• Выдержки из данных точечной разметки
- - - - -

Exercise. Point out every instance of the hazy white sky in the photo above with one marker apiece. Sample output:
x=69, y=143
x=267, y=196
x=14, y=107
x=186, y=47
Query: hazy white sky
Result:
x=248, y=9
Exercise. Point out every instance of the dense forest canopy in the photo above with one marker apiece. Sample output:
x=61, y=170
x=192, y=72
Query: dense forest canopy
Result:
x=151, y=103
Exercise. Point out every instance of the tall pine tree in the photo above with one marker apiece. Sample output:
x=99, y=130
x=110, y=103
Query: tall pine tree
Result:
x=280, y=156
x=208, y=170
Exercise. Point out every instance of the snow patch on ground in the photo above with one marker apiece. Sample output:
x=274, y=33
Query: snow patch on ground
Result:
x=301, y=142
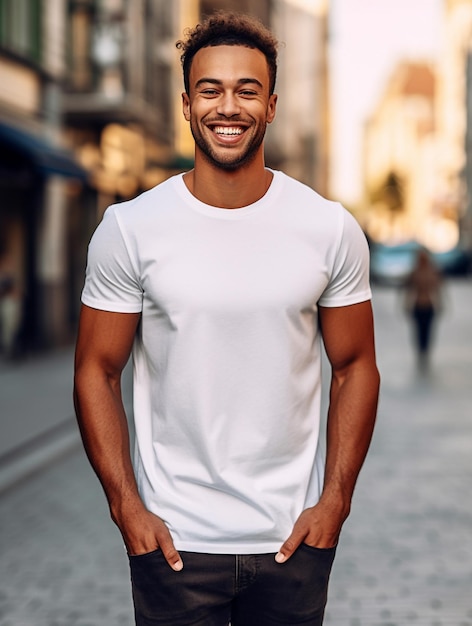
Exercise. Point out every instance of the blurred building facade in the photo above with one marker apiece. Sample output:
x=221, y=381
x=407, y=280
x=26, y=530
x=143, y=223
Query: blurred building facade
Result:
x=37, y=174
x=418, y=147
x=90, y=91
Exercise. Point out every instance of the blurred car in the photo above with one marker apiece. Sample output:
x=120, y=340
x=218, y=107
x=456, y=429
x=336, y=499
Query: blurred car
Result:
x=391, y=265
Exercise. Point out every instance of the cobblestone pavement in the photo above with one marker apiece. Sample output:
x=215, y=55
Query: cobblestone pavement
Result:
x=405, y=555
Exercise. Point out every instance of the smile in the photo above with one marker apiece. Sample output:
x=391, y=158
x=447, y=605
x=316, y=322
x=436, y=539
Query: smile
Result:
x=225, y=130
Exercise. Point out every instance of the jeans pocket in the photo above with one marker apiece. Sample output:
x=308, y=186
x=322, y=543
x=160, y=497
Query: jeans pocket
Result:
x=145, y=555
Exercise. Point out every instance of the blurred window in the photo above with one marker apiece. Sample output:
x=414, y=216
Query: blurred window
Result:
x=20, y=27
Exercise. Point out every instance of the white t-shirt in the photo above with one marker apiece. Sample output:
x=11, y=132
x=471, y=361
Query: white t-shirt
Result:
x=227, y=356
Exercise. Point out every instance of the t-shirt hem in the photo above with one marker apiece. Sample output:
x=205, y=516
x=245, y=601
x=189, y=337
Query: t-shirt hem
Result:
x=346, y=300
x=228, y=548
x=112, y=307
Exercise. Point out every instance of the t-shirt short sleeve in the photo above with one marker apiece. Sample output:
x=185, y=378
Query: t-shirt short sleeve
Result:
x=349, y=283
x=111, y=279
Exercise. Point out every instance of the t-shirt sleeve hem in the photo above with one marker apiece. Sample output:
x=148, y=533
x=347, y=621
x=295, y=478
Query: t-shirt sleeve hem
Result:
x=112, y=307
x=356, y=298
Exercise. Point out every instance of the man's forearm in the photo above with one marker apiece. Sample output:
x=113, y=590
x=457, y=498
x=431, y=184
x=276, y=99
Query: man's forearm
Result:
x=351, y=420
x=104, y=429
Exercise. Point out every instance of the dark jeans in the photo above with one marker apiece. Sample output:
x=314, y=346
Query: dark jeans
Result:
x=246, y=590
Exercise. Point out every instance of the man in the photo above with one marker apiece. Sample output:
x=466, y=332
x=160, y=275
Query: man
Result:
x=221, y=281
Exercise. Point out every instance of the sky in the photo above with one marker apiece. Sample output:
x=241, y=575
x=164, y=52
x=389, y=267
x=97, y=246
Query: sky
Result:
x=367, y=39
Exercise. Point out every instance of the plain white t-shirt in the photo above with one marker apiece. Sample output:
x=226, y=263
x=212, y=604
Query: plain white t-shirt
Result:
x=226, y=360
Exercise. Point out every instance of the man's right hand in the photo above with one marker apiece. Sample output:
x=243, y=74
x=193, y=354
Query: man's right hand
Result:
x=144, y=532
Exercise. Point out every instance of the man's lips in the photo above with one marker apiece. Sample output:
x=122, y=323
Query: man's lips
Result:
x=227, y=134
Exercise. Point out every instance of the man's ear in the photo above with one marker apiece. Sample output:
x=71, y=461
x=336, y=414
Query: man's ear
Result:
x=271, y=108
x=186, y=106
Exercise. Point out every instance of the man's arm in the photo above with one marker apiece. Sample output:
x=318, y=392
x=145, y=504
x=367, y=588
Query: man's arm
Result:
x=348, y=334
x=103, y=347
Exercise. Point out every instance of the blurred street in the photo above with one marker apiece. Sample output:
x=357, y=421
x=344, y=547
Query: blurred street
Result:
x=405, y=555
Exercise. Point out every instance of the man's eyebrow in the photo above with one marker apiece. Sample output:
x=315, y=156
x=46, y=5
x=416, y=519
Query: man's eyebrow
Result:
x=217, y=81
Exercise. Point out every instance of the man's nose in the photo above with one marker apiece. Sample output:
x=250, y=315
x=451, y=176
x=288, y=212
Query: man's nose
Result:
x=228, y=105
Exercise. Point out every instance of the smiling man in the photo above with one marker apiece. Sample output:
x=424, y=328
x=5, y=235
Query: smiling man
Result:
x=223, y=281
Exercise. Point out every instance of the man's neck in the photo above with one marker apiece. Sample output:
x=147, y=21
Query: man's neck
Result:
x=226, y=189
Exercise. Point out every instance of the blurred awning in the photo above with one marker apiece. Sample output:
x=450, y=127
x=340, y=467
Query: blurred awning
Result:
x=44, y=156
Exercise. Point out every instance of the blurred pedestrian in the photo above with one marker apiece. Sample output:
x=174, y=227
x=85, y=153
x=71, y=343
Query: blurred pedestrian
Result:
x=423, y=299
x=222, y=280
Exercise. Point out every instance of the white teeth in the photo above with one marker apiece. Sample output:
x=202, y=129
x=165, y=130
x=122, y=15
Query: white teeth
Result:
x=224, y=130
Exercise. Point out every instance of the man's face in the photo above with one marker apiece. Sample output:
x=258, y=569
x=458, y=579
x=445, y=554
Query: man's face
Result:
x=229, y=105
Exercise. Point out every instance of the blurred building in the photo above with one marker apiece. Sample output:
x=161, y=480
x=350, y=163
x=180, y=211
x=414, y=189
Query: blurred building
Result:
x=90, y=114
x=399, y=155
x=454, y=115
x=38, y=175
x=418, y=146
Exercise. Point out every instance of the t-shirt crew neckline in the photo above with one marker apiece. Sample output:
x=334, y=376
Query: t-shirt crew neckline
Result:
x=229, y=214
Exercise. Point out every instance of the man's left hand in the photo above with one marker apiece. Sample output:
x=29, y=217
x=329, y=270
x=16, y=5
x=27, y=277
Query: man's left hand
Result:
x=319, y=527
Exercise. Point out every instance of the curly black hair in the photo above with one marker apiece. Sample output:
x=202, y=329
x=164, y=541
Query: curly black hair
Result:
x=229, y=28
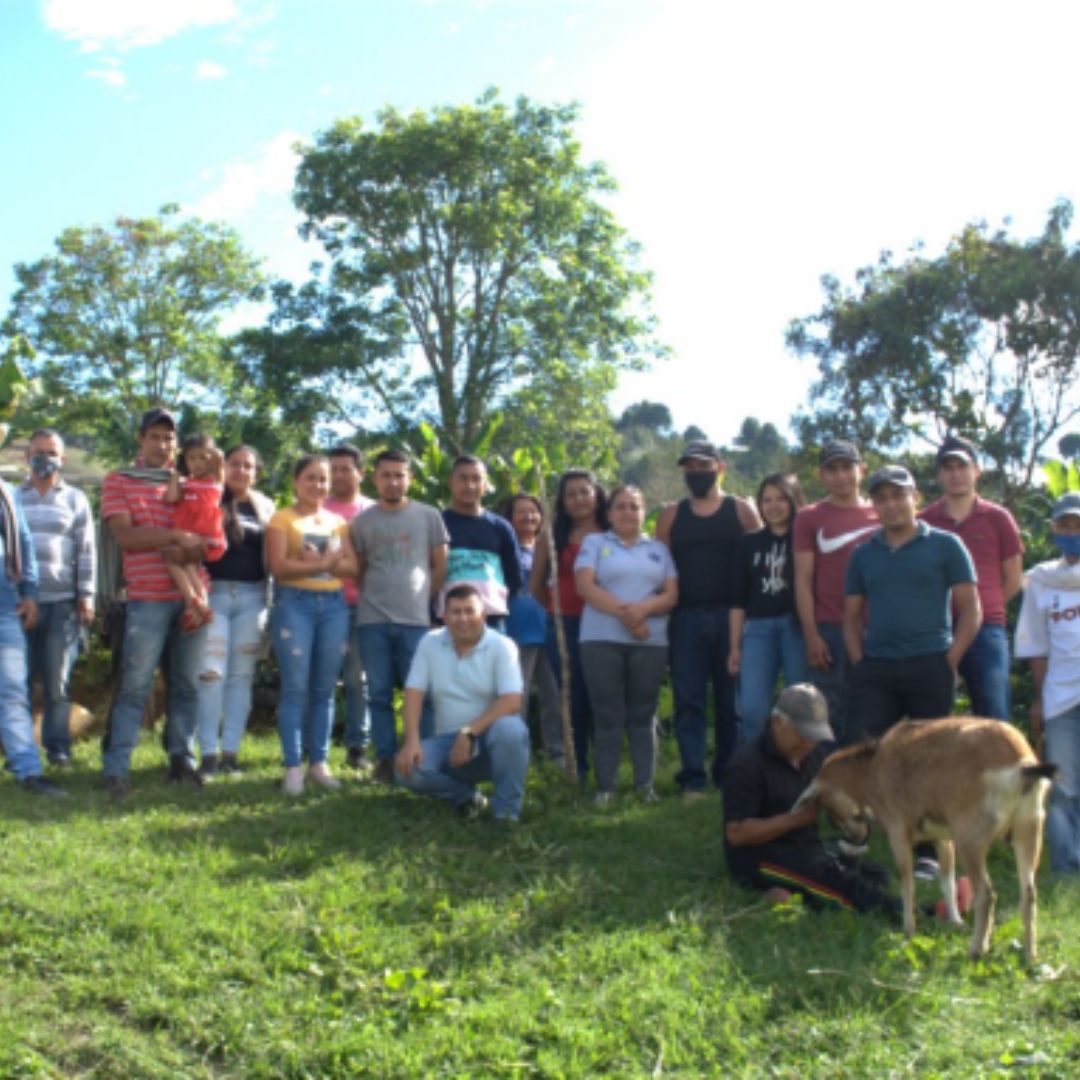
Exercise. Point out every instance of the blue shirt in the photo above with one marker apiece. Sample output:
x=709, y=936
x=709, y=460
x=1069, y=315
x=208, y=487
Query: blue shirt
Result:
x=907, y=591
x=631, y=574
x=460, y=688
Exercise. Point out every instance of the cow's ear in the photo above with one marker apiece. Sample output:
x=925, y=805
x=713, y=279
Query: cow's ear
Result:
x=809, y=795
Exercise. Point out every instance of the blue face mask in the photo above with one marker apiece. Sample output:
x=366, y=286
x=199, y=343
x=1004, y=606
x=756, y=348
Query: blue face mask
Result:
x=43, y=466
x=1069, y=545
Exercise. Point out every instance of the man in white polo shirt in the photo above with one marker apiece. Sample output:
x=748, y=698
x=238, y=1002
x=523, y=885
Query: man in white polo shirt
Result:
x=474, y=679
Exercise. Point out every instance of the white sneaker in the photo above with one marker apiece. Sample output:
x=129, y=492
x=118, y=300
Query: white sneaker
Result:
x=293, y=783
x=321, y=775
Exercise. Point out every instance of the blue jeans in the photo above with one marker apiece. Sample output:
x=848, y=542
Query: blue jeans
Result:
x=16, y=724
x=581, y=711
x=502, y=755
x=699, y=659
x=769, y=646
x=985, y=672
x=386, y=651
x=309, y=630
x=358, y=720
x=152, y=628
x=1062, y=746
x=835, y=683
x=54, y=645
x=233, y=640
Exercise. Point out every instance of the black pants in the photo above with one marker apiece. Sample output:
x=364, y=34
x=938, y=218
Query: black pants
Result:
x=823, y=879
x=885, y=691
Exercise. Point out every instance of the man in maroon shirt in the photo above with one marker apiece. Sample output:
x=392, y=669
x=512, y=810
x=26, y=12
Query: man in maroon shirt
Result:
x=990, y=535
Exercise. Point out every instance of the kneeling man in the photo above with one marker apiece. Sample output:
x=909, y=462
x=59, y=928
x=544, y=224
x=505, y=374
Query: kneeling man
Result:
x=474, y=679
x=768, y=846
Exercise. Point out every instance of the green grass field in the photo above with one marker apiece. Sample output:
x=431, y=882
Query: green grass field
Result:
x=230, y=933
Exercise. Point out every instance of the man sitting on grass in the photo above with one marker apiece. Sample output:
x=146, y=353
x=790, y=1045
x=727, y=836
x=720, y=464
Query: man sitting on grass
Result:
x=770, y=848
x=474, y=679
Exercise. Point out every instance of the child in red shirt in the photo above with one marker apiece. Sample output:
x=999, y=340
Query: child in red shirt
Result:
x=198, y=509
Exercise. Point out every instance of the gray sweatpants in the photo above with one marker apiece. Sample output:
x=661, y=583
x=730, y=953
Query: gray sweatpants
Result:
x=623, y=683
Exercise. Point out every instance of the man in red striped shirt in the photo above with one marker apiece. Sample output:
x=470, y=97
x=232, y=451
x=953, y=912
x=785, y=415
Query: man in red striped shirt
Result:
x=142, y=524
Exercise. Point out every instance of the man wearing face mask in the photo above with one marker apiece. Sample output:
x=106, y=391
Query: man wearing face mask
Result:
x=63, y=529
x=702, y=532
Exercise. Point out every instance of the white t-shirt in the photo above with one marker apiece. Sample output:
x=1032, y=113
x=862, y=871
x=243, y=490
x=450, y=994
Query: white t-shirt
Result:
x=1049, y=625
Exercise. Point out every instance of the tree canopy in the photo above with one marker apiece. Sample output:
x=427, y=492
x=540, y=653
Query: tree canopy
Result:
x=983, y=340
x=470, y=258
x=127, y=316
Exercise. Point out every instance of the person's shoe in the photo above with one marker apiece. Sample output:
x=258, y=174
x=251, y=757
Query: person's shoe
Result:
x=473, y=807
x=180, y=771
x=383, y=772
x=356, y=758
x=117, y=788
x=322, y=777
x=293, y=784
x=42, y=785
x=927, y=868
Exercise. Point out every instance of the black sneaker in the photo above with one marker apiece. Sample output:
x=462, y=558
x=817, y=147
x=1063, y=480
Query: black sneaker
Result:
x=229, y=764
x=180, y=771
x=117, y=788
x=42, y=785
x=356, y=758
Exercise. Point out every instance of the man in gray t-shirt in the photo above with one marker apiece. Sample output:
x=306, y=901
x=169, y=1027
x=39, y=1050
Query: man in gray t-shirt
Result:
x=401, y=551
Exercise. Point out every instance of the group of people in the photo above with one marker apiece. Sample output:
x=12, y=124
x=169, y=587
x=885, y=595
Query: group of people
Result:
x=877, y=606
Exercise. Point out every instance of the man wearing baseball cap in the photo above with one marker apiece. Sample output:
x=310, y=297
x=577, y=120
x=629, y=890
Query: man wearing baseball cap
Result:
x=767, y=845
x=1048, y=635
x=990, y=535
x=898, y=628
x=142, y=524
x=824, y=536
x=702, y=532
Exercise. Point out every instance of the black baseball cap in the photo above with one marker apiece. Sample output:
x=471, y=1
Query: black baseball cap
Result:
x=154, y=417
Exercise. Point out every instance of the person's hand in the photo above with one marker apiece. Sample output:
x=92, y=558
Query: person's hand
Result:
x=27, y=610
x=461, y=751
x=818, y=652
x=408, y=757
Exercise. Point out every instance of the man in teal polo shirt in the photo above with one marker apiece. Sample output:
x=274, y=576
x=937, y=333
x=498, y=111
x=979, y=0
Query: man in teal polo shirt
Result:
x=898, y=628
x=474, y=679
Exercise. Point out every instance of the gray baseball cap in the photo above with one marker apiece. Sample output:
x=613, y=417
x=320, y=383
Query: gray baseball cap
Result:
x=805, y=707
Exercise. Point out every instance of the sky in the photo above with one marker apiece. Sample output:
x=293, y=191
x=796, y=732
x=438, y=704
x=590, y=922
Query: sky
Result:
x=756, y=146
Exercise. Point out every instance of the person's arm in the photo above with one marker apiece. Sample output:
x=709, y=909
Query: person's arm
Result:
x=969, y=618
x=505, y=704
x=752, y=832
x=854, y=613
x=737, y=620
x=1012, y=577
x=818, y=652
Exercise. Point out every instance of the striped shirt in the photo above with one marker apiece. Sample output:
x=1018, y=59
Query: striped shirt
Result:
x=63, y=531
x=146, y=576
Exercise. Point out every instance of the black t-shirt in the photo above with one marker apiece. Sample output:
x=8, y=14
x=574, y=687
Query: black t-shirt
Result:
x=243, y=558
x=760, y=783
x=764, y=580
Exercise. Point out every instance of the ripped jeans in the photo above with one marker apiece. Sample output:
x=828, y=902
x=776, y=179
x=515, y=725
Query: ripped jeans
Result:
x=228, y=666
x=309, y=630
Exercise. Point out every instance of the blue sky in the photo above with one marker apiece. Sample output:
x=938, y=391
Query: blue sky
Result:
x=756, y=146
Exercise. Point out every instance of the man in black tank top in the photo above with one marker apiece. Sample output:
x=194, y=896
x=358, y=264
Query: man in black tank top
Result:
x=702, y=532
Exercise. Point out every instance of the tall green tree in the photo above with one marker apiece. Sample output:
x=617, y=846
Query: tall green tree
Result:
x=982, y=340
x=470, y=257
x=127, y=315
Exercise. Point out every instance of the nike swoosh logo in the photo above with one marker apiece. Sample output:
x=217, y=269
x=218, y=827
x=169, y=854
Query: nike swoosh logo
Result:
x=827, y=544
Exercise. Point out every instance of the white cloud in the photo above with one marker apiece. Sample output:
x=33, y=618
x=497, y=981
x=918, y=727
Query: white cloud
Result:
x=132, y=24
x=207, y=69
x=244, y=183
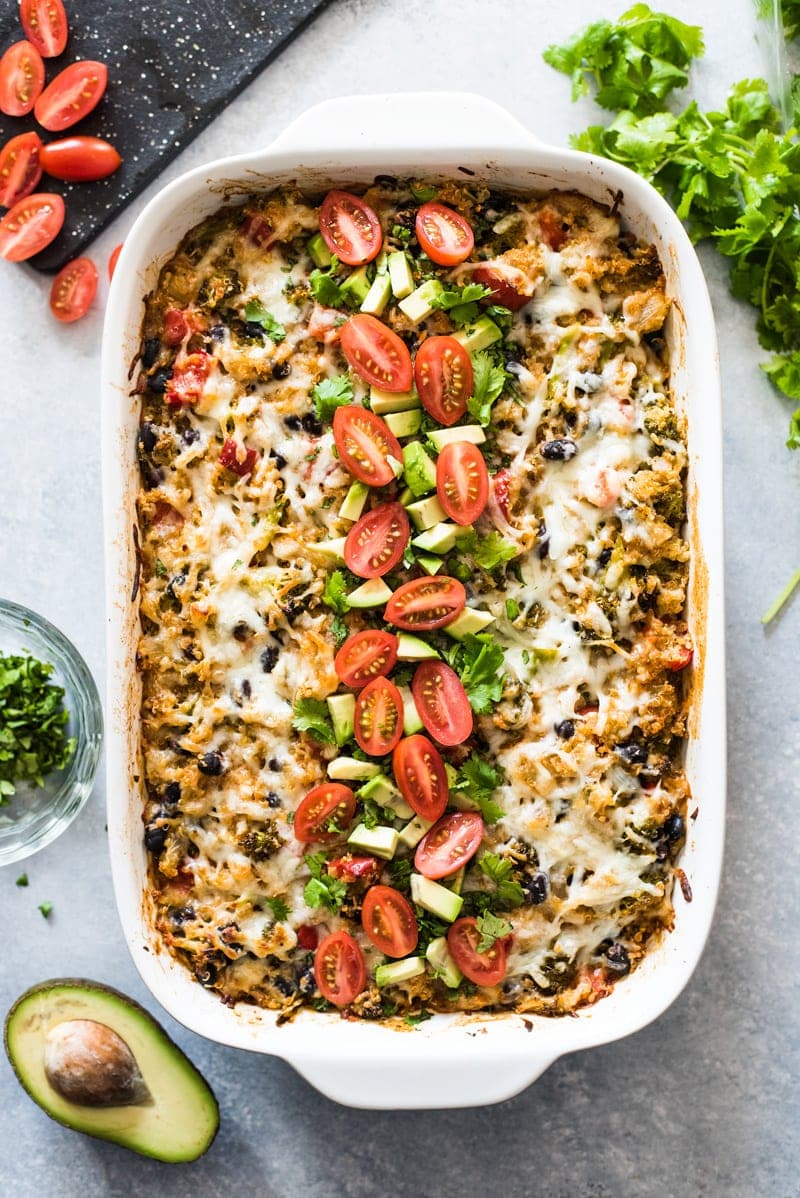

- - - - -

• ЗАДАНИЕ
Выпишите без изменений строки от начала записей до строки, содержащей «x=208, y=170», включая обе границы.

• ПИСЬМЕННЫЙ ОТВЕТ
Exercise. Point out every instance of the hazy white sky in the photo above with one marker apiece. Sample output:
x=69, y=143
x=267, y=196
x=14, y=107
x=186, y=47
Query: hazy white sky
Result:
x=248, y=9
Exercise. Point out every instance of the dense forest canopy in the photo above with one marker apiece. Sample output:
x=61, y=170
x=192, y=72
Query: dense forest canopy
Result:
x=151, y=103
Exercise. Point out every instance of the tall pine tree in the photo above with one marker apiece. Sample output:
x=99, y=130
x=110, y=103
Query: tall pine tree
Result:
x=280, y=156
x=208, y=170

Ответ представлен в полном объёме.